**Available records**.
%%
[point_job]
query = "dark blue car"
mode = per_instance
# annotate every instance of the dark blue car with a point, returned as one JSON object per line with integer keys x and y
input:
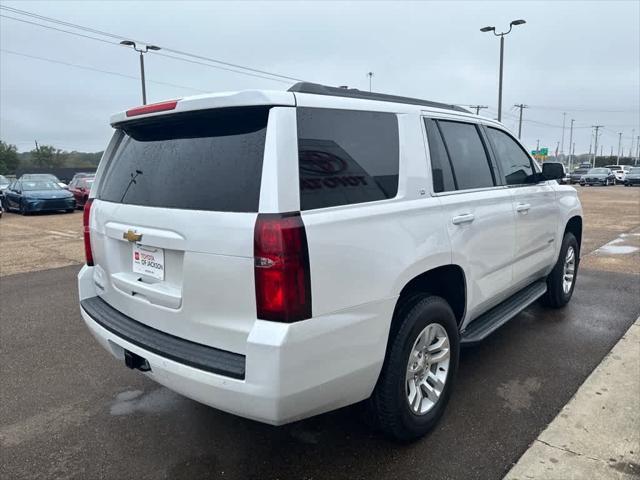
{"x": 26, "y": 196}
%%
**Exercise prompt**. Reproduce every line from the preceding data in which the word "dark" can be found.

**Written reply**.
query = "dark blue car"
# annotate every instance of the dark blue car with a point, returned as one JSON object per line with integer keys x and y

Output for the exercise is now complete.